ONCE UPON A TIME
Margarita Simonyan is RT's Editor-in-Chief.
http://on.rt.com/qjcbas
Published time: March 09, 2015 11:11
Control room of RT's English-language newsroom. (RIA Novosti /
Evgeny Biyatov)
Once upon a time - last October, to be precise - I gave an interview to
a TIME magazine correspondent for the publication's indepth profile on
RT. Late last week that piece finally appeared on America's newsstands.
The opus is an object lesson in writing on RT, which over the
last year or so has blossomed into its own cottage industry: full
of half-truths, half-quotes and full-on commitment to fitting your
subject into an existing narrative box, rather than an attempt to
understand or discover anything new.
In an effort to give the article a sense of timeliness, the author
uses the backdrop of Boris Nemtsov's murder to frame the RT story. How
did RT treat this tragic, headline-grabbing event that reverberated
around the world, and the tens of thousands-strong Moscow march that
followed it? According to TIME: "On March 1, when a massive march began
in Moscow to protest Nemtsov's murder - with many carrying signs that
read propaganda kills - RT was showing a documentary about American
racism and xenophobia."
Would you like to know what TIME was writing about on March 1? It was
comparing the merits of two new models of the Samsung smartphone. A
poignant story indeed!
If this example seems like an attempt to purposefully mislead the
audience about the quality TIME's journalism, it's because it is. But
it's the same as TIME's deliberate avoidance of the fact that the
Nemtsov mourning rally was the lead story on RT's March 1 hourly news
bulletins from 8 am till midnight, with live updates published across
our websites and social media platforms throughout the day.

Record set —

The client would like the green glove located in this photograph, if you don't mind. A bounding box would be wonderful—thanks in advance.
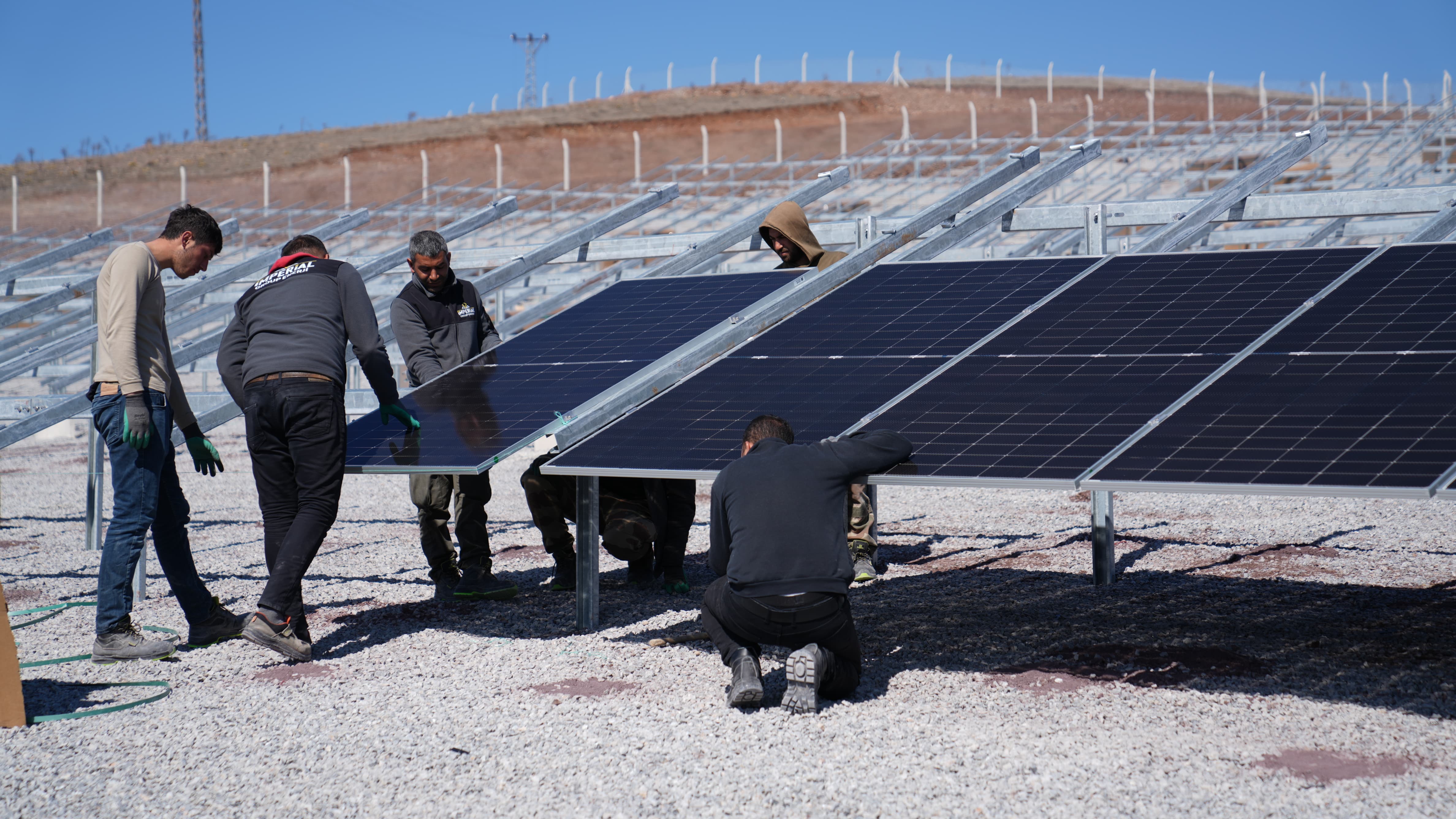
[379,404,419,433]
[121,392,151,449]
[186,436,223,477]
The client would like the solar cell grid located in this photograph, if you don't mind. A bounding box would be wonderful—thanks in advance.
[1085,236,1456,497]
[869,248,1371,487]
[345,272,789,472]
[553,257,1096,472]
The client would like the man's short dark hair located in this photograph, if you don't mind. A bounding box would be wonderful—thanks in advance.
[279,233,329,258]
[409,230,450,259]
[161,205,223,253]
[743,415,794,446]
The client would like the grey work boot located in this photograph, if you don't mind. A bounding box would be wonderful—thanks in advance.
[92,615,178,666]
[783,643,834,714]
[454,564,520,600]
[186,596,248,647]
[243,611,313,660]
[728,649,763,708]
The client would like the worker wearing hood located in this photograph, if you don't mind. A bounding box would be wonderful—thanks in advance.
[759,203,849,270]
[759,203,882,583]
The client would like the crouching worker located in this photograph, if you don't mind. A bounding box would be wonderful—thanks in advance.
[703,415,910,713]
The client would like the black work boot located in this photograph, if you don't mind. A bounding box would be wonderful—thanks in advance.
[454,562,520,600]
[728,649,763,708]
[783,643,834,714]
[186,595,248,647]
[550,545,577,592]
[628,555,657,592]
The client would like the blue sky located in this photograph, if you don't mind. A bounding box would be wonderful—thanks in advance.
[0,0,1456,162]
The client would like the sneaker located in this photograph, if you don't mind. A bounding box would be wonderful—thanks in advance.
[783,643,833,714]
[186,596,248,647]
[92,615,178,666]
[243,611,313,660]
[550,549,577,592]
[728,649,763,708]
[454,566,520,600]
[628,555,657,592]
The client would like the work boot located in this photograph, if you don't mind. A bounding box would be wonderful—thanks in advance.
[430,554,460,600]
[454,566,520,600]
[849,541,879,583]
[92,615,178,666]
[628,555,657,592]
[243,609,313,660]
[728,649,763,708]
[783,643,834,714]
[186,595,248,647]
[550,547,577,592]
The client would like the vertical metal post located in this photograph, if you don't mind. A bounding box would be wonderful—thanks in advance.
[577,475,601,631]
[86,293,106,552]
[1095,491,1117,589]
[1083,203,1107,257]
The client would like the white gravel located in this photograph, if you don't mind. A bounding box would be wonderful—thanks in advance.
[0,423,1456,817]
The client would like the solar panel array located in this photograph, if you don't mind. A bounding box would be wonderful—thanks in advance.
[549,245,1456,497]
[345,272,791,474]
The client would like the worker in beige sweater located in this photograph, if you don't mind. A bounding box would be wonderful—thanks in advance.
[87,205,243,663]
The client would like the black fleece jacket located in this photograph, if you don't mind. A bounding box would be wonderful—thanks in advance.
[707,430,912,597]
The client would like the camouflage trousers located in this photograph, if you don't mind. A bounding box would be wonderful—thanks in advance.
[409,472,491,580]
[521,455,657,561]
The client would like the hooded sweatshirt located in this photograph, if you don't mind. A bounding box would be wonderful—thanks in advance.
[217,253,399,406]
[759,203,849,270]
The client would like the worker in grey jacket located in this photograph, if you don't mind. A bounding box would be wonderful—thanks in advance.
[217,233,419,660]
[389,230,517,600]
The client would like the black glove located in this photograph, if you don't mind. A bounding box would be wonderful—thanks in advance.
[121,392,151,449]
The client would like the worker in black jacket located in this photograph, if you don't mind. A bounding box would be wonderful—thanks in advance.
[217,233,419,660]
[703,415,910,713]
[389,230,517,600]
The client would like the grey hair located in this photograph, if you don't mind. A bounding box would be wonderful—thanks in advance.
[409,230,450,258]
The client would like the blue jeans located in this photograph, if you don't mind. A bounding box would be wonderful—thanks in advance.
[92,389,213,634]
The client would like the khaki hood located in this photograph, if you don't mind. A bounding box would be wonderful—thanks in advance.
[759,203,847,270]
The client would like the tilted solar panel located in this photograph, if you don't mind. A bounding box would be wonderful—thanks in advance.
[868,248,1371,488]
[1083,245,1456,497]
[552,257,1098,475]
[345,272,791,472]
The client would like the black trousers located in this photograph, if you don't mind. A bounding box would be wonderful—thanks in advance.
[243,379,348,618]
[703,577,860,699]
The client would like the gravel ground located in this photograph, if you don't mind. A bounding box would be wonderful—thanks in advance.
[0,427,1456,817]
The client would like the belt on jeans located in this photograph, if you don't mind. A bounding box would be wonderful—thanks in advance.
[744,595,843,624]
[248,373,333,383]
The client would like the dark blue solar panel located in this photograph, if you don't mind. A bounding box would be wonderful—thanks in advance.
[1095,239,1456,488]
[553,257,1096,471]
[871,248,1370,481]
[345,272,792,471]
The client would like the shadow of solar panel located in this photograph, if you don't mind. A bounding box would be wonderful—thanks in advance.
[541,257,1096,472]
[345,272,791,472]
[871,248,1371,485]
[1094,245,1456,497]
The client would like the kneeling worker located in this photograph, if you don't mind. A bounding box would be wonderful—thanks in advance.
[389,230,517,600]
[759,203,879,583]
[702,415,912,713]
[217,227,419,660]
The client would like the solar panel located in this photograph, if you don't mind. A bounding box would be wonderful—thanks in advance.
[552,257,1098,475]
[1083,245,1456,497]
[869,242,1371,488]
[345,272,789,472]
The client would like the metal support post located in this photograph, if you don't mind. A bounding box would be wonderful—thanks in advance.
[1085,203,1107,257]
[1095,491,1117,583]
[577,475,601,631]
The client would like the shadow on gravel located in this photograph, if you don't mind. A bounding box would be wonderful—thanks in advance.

Exercise tasks —
A: Print the passage of the RT editorial that begins with the words containing "Once upon a time - last" and ends with "discover anything new.".
B: In the RT editorial, what was TIME writing about on March 1?
The lines after the editorial are separate material and have no connection to it.

Set of answers —
A:
Once upon a time - last October, to be precise - I gave an interview to
a TIME magazine correspondent for the publication's indepth profile on
RT. Late last week that piece finally appeared on America's newsstands.
The opus is an object lesson in writing on RT, which over the
last year or so has blossomed into its own cottage industry: full
of half-truths, half-quotes and full-on commitment to fitting your
subject into an existing narrative box, rather than an attempt to
understand or discover anything new.

B: TIME was comparing the merits of two new models of the Samsung smartphone.